◆ What the exercise asks
Print exactly, and only, the lines running from the line containing "of the roof" through the end of the records below.

━━ Exercise data ━━

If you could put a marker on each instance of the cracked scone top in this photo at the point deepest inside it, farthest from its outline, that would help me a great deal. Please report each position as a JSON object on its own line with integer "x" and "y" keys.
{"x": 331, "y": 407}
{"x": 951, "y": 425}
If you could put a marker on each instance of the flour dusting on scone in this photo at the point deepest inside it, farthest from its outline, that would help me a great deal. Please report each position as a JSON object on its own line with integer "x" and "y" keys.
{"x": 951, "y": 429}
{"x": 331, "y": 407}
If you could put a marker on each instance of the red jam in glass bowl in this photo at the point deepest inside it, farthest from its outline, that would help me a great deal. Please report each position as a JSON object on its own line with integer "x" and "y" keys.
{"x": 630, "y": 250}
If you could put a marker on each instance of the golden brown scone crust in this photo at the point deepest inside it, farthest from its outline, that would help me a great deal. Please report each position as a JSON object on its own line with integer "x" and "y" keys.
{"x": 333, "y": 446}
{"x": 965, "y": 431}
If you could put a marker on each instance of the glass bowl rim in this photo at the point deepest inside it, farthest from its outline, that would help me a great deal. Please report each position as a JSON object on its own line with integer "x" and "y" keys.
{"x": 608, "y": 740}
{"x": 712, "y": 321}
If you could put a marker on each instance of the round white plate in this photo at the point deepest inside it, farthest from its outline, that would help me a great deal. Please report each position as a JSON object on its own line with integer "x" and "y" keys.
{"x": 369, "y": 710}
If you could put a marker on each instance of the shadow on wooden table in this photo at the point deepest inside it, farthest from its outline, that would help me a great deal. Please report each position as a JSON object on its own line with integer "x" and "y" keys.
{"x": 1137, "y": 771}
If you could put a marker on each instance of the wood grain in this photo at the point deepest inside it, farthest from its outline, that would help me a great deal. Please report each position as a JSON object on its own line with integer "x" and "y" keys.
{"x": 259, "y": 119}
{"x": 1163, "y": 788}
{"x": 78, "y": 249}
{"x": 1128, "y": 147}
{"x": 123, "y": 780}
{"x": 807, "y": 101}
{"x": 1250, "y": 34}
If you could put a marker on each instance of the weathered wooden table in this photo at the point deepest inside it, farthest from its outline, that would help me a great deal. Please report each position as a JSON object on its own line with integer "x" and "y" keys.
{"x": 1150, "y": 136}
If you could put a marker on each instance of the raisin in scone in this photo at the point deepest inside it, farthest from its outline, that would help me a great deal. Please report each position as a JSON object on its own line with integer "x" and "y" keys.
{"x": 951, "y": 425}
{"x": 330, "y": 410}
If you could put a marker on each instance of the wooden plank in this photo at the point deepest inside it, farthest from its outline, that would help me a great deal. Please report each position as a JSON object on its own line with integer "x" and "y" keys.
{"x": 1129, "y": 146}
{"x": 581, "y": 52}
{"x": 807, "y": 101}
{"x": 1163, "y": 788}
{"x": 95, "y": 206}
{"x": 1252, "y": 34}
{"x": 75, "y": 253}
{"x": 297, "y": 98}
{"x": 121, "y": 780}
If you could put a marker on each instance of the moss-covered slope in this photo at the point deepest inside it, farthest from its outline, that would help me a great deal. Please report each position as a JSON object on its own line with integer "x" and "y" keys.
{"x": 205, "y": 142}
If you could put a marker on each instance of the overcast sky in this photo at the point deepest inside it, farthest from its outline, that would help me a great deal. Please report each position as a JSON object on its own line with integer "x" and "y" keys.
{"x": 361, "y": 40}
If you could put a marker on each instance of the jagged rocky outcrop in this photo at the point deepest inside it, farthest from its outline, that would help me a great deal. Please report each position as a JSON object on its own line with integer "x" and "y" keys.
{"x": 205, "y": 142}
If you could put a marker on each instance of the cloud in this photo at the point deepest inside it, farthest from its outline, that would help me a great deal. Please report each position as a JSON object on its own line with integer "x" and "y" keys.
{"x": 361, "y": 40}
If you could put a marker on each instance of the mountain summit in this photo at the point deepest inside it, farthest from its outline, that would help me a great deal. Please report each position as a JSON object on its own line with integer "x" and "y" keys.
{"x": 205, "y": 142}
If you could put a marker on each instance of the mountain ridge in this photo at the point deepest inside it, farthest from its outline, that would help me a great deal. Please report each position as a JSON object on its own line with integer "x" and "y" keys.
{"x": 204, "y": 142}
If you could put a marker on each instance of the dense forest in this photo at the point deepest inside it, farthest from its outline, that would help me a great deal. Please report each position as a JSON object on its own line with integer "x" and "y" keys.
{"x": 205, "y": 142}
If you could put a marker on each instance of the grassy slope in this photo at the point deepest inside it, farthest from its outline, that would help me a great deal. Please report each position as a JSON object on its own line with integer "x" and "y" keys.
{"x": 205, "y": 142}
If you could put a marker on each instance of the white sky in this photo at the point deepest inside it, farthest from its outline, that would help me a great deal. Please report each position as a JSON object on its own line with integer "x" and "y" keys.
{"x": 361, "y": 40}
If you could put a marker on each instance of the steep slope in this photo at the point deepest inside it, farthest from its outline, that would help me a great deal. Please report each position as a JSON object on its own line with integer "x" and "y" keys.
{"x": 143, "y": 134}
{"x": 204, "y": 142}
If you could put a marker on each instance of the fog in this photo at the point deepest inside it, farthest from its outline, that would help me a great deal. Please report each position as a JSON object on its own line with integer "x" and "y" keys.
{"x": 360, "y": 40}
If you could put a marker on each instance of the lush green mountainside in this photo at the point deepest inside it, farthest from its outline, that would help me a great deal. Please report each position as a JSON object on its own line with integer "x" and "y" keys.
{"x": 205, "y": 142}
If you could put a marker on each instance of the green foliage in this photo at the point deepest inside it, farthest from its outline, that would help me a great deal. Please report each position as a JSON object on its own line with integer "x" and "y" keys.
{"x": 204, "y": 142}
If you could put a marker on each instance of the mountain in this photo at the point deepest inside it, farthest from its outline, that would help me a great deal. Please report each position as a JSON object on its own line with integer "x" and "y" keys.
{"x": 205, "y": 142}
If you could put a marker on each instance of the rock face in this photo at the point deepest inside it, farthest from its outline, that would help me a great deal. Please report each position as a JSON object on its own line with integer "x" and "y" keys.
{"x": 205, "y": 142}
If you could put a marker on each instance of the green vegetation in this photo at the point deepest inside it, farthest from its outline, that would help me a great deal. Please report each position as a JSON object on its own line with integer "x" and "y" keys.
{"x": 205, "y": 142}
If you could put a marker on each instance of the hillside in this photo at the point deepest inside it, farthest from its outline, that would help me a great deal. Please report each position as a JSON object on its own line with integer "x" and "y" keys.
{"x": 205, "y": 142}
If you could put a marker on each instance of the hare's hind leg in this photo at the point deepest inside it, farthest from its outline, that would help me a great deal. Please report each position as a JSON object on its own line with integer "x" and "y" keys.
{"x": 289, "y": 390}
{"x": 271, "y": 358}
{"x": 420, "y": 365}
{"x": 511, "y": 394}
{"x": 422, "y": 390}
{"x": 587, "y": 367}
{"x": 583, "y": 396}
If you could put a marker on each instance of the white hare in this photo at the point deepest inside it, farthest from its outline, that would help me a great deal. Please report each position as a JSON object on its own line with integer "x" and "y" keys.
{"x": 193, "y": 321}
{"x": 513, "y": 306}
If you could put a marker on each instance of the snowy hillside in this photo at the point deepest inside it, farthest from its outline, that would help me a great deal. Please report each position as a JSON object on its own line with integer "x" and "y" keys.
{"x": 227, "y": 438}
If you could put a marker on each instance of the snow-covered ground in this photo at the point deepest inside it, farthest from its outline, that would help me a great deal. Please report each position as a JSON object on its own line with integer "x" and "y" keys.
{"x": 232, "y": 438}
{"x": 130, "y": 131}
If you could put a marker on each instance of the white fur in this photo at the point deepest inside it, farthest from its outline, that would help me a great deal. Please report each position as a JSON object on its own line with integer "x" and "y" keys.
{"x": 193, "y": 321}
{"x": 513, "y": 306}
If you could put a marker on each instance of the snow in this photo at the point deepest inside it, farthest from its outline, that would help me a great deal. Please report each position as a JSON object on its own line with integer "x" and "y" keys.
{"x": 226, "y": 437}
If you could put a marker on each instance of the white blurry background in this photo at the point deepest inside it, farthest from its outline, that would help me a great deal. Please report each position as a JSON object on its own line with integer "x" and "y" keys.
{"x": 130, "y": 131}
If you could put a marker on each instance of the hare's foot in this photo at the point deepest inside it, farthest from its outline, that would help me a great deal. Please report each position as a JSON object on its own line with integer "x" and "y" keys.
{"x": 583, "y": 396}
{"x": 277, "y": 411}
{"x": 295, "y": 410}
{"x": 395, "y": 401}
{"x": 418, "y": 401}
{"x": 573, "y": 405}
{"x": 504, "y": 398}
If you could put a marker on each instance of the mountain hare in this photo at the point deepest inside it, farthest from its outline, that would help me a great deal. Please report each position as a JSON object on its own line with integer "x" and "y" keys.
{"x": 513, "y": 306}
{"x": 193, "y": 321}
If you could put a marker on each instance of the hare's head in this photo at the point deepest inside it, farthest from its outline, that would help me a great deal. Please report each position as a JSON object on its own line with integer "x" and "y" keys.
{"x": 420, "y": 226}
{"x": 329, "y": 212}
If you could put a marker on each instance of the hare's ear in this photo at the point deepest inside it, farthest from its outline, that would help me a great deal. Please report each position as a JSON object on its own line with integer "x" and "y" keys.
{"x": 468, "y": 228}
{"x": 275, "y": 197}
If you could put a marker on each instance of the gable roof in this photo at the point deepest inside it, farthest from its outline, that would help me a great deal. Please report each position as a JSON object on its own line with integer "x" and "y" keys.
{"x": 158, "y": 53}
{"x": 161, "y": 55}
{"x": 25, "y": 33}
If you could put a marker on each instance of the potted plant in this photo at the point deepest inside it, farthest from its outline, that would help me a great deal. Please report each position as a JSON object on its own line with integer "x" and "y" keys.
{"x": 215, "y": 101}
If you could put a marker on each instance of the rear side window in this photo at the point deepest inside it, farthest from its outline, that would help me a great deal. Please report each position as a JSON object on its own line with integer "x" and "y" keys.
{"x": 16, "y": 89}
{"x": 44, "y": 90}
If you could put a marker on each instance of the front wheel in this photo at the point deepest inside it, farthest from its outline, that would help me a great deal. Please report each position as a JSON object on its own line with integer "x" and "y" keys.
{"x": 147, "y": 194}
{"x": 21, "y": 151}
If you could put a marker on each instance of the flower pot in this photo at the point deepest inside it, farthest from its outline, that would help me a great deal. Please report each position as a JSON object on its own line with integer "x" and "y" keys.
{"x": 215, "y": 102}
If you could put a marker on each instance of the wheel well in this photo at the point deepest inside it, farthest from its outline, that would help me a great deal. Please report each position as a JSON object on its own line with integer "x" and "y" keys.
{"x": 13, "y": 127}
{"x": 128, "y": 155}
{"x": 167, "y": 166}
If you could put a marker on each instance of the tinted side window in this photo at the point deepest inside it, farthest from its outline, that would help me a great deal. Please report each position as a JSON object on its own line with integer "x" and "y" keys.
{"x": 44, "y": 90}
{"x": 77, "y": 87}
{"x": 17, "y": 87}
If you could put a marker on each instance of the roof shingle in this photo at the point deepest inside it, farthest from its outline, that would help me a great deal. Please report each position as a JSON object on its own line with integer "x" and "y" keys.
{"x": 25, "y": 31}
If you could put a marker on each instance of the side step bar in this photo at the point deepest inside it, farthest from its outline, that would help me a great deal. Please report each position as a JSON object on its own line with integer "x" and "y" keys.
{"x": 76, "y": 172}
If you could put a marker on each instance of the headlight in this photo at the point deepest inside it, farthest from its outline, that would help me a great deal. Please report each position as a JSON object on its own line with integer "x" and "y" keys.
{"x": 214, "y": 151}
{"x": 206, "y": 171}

━━━

◆ Exercise response
If you could put a marker on each instance of the roof shingle in this photo at the point deepest inside it, farthest from its outline, that would help me a great deal. Please report each position as a JSON object on its own line with integer "x" and "y" keys.
{"x": 25, "y": 31}
If you could put a marker on each instance of the side step bar in this photo at the point deepest inside it, farthest from its outline, that would help me a great deal. Please report each position as a JSON object on its own line with integer "x" and "y" keys.
{"x": 76, "y": 172}
If you could put a marker on each instance of the headlight in this photo at the point deepest inside it, farthest from its outline, that would help me a great deal. Please report each position as a JSON object on its own line with integer "x" and "y" keys.
{"x": 214, "y": 151}
{"x": 206, "y": 171}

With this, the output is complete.